• WHAT TO DO: Those lines of the records that contain "helmet" are to be located and copied.

• Segmentation mask data:
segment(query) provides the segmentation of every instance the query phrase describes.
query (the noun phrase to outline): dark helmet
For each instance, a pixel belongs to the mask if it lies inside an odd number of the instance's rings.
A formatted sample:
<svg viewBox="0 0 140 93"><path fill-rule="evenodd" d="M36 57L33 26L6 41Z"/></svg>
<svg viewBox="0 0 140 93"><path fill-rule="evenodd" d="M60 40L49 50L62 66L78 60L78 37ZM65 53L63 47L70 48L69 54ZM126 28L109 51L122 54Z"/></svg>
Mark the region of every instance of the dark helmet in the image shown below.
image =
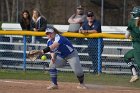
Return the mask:
<svg viewBox="0 0 140 93"><path fill-rule="evenodd" d="M140 6L135 6L130 13L133 15L133 18L140 17Z"/></svg>

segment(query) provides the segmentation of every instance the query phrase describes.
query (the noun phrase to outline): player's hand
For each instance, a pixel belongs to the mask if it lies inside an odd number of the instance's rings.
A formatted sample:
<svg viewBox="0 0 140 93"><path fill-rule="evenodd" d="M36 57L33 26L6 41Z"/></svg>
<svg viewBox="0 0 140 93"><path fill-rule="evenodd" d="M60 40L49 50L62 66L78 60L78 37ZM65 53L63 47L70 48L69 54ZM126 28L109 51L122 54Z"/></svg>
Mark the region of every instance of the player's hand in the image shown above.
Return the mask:
<svg viewBox="0 0 140 93"><path fill-rule="evenodd" d="M37 59L37 57L42 54L42 52L40 50L31 50L29 51L29 53L27 54L27 57L31 60L31 61L35 61Z"/></svg>

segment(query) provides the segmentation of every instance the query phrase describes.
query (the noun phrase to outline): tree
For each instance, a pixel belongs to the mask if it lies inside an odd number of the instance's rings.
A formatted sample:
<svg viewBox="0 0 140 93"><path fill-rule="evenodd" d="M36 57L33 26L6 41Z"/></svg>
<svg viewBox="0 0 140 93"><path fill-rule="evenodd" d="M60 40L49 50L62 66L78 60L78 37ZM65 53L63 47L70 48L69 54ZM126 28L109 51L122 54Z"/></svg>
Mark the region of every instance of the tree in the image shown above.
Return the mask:
<svg viewBox="0 0 140 93"><path fill-rule="evenodd" d="M36 8L40 10L40 7L41 7L40 0L36 0Z"/></svg>
<svg viewBox="0 0 140 93"><path fill-rule="evenodd" d="M16 18L16 0L5 0L7 21L15 22ZM11 11L10 11L11 10Z"/></svg>
<svg viewBox="0 0 140 93"><path fill-rule="evenodd" d="M0 16L1 16L1 21L3 22L3 21L4 21L4 20L3 20L3 18L4 18L4 7L3 7L3 6L4 6L4 3L3 3L2 0L0 0L0 2L1 2L1 4L0 4L0 7L1 7L1 8L0 8L0 9L1 9L1 10L0 10L1 15L0 15Z"/></svg>
<svg viewBox="0 0 140 93"><path fill-rule="evenodd" d="M15 16L16 16L16 0L13 0L13 4L12 4L12 11L11 11L11 22L15 21Z"/></svg>
<svg viewBox="0 0 140 93"><path fill-rule="evenodd" d="M5 3L6 3L6 11L7 11L7 21L10 22L10 6L9 6L9 3L8 3L8 0L5 0Z"/></svg>

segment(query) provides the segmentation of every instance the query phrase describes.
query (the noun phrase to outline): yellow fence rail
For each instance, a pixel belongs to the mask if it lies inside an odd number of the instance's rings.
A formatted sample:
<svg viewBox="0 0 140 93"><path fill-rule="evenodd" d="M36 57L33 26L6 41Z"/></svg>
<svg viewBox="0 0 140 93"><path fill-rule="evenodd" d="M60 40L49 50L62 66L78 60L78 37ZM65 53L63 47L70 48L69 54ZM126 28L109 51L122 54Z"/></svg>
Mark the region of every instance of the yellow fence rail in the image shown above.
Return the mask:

• EXERCISE ANSWER:
query (the noun phrase to outline): dark helmet
Mark the region of every instance of the dark helmet in the image shown below.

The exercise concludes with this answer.